The program includes Berlioz’s overture “Le carnaval romain” (“Roman Carnival Overture”), Ravel’s “Piano Concerto in G Major” and Saint-Saens’ “Symphony No. 3” (“Organ Symphony”).
French organ player Christophe Henry, a tenure player of the Grand Organ of Notre Dame de Versailles, will perform Saint-Saens’ symphony, and Chinese pianist Chen Sa will interpret Ravel’s piano concerto.
The French orchestra was founded in 1937 and renovated in the mid-1970s in response to Pierre Boulez’s critiques of rigid traditional symphonic formations. It features a wide range of repertoire from classical to contemporary.
Conductor Chung has visited Shanghai several times in the past. His recent visits include conducting the Royal Concertgebouw Orchestra from the Netherlands in 2012 and Shanghai Symphony Orchestra in 2011.
The conductor
Chung is recognized as one of the three leading conductors in Asia together with Ozawa Seiji from Japan and Zubin Mehta from India. He has conducted virtually all the world’s leading orchestras like Berlin and Vienna Philharmonics, Chicago Symphony Orchestra, Metropolitan Opera, New York Philharmonic and Philadelphia Orchestra.
Born in Seoul shortly before the outbreak of the Korean War, the 62-year-old started his musical career as a pianist, though he was also trained on the violin and kettledrums. He made his debut with Seoul Philharmonic Orchestra at the age of seven. In 1974, he was the joint second prize winner at the Tchaikovsky Piano Competition in Moscow.
“I was immersed in classical music even before I was born,” Chung said in an earlier interview. “For me, it was a natural language before it became a profession.”
Chung studied conducting at Mannes College of Music and the Juilliard School, then became an associate conductor at the Los Angeles Philharmonic in 1981. He has been music director of Radio France Philharmonic Orchestra since 2000. Prior to this appointment, Chung was music director of the Saarbrucken Radio Symphony Orchestra from 1984 to 1990.
In 1991, Chung was named “Artist of the Year” by the Association of French Theatres and Music Critics. In 2011, the French government named him “Commander, Order of Arts and Letters.”
Chung came from a musical family, he has two sisters who are also musicians: violinist Kyung-Wha Chung and cellist Myung-Wha Chung.
The award-winning conductor also has a passion for food and cooking. “Along with music, cooking is one of my passions and I love spending long hours over a hot stove preparing dishes,” he said in an interview with france.fr, the official website of France.
Deeply sensitive to humanitarian and ecological problems of our age, Chung has devoted an important part of his life to these causes, according to the website of the Saint Petersburg Philharmonic in Russia. “He served as Ambassador for the Drug Control Program at the United Nations; in 1995, he was named Man of the Year by UNESCO and in 1996, he received the Kumkuan, the highest cultural award of the (South) Korean government for his contribution to Korean musical life.”
+ + + +
> **Exercises**
1. According to the article on conductor Chung, in what year was the French orchestra founded?
2. Resume the article on conductor Chung with a new paragraph that begins after its final sentence.
The rows after this point are separate material, unrelated to the article on conductor Chung.
+ + + +
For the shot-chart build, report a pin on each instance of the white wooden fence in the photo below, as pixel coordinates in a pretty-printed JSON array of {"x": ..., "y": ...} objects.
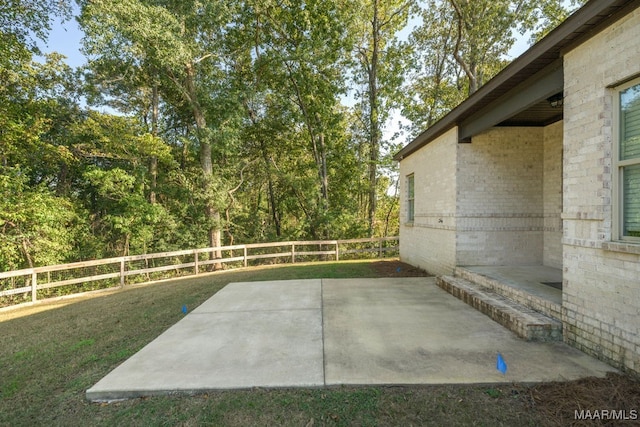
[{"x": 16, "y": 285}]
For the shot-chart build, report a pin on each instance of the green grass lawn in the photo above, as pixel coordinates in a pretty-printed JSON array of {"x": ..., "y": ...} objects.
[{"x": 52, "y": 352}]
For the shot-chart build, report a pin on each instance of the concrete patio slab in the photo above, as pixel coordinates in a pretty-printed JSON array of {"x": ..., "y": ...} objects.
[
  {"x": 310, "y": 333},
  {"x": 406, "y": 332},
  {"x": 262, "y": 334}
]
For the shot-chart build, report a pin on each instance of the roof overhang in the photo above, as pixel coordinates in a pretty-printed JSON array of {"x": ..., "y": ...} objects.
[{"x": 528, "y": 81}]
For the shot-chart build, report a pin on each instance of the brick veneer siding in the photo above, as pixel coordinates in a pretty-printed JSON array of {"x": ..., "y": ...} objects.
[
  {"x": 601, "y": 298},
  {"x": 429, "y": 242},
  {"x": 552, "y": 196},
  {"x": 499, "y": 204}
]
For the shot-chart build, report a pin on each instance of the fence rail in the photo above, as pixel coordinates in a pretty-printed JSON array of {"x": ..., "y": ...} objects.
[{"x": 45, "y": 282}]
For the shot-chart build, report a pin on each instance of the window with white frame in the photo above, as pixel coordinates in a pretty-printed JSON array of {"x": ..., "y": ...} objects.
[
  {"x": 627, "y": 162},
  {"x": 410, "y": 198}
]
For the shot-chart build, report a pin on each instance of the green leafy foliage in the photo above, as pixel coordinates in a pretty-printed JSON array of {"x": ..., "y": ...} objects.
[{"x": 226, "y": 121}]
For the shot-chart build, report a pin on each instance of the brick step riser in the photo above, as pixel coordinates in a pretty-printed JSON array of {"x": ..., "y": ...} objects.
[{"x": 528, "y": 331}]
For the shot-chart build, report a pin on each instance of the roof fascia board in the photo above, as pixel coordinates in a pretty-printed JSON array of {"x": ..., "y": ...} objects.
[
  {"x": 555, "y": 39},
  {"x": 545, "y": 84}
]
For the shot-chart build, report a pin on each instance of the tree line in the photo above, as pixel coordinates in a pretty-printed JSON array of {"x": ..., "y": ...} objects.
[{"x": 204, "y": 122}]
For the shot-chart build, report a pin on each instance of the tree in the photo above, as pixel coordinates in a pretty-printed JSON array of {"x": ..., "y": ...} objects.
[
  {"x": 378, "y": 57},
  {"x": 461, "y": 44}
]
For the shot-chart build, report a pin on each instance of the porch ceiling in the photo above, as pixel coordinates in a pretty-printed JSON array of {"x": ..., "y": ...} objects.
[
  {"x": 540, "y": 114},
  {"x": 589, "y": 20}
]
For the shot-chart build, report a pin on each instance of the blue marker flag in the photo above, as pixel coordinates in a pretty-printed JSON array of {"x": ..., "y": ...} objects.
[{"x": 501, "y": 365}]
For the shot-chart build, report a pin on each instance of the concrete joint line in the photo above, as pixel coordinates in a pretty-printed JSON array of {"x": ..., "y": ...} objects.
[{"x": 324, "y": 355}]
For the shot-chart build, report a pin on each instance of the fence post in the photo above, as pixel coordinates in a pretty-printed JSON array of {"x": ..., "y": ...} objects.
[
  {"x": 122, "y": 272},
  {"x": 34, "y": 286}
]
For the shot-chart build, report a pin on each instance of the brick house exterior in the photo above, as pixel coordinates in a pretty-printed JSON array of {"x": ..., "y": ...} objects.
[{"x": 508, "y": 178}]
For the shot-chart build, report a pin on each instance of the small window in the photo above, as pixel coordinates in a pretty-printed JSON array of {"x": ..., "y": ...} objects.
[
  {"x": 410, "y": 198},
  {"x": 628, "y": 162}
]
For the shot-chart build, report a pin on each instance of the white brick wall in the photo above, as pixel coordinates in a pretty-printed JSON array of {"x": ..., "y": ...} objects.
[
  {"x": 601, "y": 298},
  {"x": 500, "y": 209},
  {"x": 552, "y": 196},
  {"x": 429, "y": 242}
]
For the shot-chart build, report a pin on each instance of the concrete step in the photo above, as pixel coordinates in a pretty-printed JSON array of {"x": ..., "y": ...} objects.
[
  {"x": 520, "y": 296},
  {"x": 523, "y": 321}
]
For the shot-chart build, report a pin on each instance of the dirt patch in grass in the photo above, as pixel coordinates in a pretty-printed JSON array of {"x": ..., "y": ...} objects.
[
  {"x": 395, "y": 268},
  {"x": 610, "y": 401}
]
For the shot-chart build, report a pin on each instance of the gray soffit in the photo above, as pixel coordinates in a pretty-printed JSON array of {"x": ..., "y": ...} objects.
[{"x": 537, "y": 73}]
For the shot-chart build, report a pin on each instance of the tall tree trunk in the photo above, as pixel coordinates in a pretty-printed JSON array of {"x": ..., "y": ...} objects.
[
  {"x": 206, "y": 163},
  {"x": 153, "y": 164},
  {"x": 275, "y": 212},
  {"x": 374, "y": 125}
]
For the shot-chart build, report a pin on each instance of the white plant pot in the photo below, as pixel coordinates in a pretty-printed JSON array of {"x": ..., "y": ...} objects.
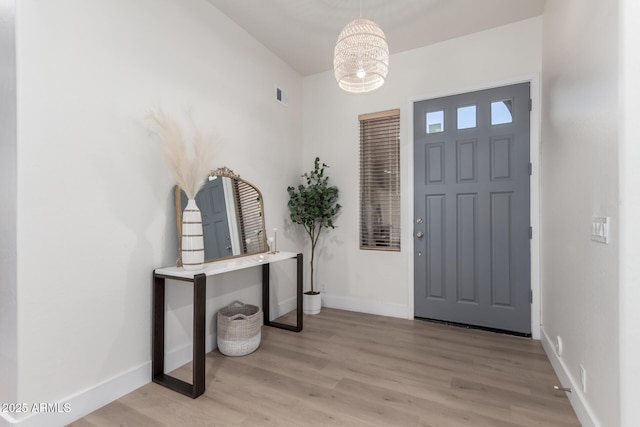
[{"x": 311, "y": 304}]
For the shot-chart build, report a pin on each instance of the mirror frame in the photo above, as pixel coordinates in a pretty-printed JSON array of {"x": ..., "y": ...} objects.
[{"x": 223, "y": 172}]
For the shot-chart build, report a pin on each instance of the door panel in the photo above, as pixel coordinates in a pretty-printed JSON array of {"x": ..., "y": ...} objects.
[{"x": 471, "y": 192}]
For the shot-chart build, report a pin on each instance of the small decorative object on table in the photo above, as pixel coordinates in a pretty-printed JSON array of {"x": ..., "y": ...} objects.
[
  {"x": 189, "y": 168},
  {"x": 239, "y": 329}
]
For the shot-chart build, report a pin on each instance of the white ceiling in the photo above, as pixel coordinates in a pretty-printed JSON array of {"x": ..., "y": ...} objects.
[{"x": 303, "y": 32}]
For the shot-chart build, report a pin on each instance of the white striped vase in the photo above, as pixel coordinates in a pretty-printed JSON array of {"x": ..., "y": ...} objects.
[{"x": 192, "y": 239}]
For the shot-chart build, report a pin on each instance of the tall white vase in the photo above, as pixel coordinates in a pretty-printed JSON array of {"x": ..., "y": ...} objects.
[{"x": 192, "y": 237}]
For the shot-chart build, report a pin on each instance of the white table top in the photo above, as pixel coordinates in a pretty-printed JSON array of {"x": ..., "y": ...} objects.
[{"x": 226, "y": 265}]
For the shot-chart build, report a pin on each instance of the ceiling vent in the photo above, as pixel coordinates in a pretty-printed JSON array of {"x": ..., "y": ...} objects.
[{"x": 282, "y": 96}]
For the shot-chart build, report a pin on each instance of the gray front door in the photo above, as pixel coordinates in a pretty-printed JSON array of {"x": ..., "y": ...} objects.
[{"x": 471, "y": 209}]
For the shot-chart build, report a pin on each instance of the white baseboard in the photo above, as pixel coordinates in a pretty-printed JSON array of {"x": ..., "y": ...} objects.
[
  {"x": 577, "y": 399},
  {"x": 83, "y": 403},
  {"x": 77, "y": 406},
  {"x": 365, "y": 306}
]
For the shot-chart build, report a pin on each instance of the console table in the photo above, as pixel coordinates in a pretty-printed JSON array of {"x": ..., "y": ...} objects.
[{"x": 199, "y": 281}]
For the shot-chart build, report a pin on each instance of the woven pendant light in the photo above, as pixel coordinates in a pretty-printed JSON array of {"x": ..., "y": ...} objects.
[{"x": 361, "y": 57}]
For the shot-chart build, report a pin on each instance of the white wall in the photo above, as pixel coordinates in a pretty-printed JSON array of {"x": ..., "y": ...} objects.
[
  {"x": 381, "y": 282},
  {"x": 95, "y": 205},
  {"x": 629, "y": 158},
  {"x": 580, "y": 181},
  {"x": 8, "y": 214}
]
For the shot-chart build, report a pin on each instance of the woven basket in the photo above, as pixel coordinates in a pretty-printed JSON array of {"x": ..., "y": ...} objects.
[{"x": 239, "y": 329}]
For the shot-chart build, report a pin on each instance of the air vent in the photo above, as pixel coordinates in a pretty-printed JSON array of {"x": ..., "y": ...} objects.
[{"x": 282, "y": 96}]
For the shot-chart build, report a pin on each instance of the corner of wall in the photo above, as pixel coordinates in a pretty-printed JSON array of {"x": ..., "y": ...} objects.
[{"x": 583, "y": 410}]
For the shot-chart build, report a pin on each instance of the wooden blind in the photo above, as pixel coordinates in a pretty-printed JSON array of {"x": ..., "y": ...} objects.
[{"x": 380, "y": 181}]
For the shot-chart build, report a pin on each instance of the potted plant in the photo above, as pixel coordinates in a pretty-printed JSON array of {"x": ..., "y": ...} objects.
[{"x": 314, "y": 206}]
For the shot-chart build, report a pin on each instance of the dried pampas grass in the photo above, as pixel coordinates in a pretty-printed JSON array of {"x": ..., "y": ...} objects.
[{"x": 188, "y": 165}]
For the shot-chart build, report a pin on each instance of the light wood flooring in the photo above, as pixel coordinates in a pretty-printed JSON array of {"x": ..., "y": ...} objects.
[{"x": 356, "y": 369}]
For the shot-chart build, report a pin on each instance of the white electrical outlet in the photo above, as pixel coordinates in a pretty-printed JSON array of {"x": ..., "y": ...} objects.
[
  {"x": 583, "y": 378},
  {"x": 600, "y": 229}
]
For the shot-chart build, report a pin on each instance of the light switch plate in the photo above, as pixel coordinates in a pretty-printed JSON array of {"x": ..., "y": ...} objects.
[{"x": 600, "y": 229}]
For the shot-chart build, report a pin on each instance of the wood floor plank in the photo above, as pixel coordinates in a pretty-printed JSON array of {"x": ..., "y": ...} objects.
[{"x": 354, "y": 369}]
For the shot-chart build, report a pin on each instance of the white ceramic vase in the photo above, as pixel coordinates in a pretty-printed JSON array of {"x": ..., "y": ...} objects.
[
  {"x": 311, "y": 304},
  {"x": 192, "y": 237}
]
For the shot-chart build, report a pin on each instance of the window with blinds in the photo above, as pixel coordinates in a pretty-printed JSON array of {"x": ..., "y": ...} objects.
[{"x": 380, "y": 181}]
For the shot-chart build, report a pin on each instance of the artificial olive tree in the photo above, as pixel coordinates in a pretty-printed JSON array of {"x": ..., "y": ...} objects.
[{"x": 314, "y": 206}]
+ + + +
> **Results**
1. 1937

2.
Chung also has served as honorary cultural ambassador for South Korea, the first in the Korean government’s history. In 2008, he became the first conductor to be named as Goodwill Ambassador for the United Nations Children’s Fund.
All-French program
On this visit to Shanghai, Chung is bringing an all-French program to the Shanghai audience.
“Le carnaval romain” was composed by Berlioz (1803-1869) in 1843. The romantic-era composer created this overture for concert performance, featuring themes from his opera “Benvenuto Cellini.”
Saint-Saens is well known among Chinese audience especially for his composition “The Carnival of the Animals.” In 1886 he completed the “Symphony No. 3,” which is special because it uses organ and often known as the “Organ Symphony.”
While Berlioz and Saint-Saens were romantic composers, Ravel was more of an impressionist. His “Piano Concerto in G Major,” finished in 1931, was deeply influenced by jazz.
The composer himself once said that the opening theme came to him on a train between Oxford and London, and that “the most captivating part of jazz is its rich and diverting rhythm ... Jazz is a very rich and vital source of inspiration for modern composers and I am astonished that so few Americans are influenced by it.”
What the reviewers say
Chung has been an exclusive recording artist for Deutsche Grammophon since 1990, and nine recordings have been released under the label.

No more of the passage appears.